Begin at the line that has "Could you point to the jacket" and stop after the last of the entries. Reproduce only those lines, requests included, rescaling each x and y coordinate in the answers by 0.85 and rounding to whole numbers, with halves rounded up.

Position identification records:
>>>>>
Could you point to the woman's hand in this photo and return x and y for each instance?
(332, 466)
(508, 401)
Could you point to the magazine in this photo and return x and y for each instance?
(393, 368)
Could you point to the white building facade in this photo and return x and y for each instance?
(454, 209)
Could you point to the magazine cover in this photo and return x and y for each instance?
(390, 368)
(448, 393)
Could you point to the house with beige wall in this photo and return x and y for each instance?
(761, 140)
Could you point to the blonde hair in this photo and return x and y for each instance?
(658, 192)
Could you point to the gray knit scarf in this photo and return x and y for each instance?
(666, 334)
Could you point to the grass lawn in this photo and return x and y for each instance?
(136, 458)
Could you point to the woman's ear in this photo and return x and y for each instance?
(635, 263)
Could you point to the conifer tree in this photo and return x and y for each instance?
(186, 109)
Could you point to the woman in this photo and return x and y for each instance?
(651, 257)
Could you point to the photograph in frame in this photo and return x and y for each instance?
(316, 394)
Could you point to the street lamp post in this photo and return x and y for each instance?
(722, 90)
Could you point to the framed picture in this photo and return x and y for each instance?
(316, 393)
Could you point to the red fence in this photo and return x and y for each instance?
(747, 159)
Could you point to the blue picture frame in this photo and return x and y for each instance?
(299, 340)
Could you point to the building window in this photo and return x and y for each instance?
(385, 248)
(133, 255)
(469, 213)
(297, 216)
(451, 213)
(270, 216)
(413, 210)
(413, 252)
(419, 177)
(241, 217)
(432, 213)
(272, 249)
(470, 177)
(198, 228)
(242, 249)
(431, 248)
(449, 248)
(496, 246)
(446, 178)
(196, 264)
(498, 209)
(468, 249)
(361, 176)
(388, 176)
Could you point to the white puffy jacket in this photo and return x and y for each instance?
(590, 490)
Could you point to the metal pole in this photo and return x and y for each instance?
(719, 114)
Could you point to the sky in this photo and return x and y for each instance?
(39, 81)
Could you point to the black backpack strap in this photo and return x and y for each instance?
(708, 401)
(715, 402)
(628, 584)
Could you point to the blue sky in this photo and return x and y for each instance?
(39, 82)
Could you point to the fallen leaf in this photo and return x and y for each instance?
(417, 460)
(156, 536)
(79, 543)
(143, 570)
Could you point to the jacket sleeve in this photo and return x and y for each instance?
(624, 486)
<<<<<
REPLY TO THE EXERCISE:
Could you point to the jacket sleeve in this photo and return x and y for each instance?
(530, 413)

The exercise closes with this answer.